EXERCISE REQUIREMENTS:
Pick out every line in the data below that holds "pair".

DATA PROVIDED:
+ + + + + + +

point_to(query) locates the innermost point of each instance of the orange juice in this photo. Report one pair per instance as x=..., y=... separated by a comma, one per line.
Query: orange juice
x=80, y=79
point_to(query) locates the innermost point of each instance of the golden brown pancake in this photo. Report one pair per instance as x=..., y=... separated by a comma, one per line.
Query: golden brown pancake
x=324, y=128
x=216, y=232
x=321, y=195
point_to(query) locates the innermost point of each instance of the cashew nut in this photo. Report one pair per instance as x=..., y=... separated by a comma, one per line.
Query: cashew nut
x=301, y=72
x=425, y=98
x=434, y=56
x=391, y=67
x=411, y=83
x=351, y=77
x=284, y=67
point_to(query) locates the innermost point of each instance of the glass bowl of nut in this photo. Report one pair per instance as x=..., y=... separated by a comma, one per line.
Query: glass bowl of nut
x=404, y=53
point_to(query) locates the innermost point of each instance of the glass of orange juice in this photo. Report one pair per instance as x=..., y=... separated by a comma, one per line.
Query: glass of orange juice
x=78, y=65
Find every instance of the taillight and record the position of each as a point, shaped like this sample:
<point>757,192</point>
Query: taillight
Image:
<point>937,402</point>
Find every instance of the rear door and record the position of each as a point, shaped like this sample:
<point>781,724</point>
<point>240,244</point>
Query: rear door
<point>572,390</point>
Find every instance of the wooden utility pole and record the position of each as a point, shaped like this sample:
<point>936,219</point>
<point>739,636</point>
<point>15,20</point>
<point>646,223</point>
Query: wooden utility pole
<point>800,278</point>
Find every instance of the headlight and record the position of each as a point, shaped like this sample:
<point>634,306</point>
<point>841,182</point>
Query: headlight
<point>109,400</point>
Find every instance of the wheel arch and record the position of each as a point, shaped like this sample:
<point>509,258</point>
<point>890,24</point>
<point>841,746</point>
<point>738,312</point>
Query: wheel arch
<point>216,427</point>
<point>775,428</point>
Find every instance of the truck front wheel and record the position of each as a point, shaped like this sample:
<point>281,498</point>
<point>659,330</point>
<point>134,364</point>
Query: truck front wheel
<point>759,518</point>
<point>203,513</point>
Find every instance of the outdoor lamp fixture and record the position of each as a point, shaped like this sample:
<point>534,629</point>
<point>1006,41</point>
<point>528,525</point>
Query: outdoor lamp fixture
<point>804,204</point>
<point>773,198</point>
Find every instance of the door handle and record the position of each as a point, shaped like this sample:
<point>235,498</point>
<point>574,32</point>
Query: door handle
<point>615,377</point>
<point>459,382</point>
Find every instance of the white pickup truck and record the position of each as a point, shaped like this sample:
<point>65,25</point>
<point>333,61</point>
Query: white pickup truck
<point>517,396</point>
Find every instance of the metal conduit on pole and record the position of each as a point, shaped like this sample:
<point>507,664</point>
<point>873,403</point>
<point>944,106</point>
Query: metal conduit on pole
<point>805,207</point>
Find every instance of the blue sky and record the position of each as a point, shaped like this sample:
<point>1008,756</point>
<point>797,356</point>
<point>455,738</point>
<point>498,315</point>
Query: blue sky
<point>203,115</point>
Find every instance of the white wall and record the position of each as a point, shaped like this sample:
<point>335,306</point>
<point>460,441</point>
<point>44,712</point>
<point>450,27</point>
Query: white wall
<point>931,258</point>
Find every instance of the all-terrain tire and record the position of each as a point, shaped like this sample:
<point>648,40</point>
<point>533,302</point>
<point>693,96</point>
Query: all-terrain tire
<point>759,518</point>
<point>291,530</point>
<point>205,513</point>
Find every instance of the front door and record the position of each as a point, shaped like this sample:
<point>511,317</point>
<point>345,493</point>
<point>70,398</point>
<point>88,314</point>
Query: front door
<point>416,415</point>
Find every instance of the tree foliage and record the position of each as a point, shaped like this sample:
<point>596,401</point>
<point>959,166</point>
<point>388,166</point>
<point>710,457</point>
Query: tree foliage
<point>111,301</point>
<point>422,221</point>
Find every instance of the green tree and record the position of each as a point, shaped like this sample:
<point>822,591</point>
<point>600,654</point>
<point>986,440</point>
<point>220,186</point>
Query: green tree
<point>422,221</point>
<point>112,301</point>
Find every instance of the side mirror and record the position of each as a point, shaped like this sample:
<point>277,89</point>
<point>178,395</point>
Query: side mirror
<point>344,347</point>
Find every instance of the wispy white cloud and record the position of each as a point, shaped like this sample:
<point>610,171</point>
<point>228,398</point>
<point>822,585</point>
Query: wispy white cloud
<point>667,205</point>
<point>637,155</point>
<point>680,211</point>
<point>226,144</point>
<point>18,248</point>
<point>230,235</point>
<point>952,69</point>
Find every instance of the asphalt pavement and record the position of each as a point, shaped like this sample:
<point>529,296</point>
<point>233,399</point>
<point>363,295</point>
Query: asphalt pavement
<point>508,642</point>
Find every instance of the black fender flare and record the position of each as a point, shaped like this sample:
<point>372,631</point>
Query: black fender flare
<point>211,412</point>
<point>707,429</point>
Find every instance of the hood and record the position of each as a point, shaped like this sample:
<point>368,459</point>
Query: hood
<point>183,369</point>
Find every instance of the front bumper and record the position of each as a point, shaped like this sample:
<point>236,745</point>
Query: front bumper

+ + + + + + +

ANSWER SPACE:
point_to(query) locates the innermost point of each instance of the orange juice in this photo. Report one pair per instance as x=..., y=... separated by a comma, one per line.
point_to(query) locates the innermost point of each instance of the golden brown pancake in this photo. Report one pair per instance as x=..., y=... separated by a comma, one per line.
point_to(query) locates the innermost point of each instance of the cashew nut in this photo. Report one pair per instance as x=..., y=... separated by a comma, one per line.
point_to(query) locates the innermost point of each instance of the glass bowl of nut in this photo. Report one pair per instance as x=..., y=... separated by a comma, one per line.
point_to(query) locates the innermost point of each instance of the glass of orange juice in this photo. Report one pair per instance as x=..., y=... separated by a comma, one per line.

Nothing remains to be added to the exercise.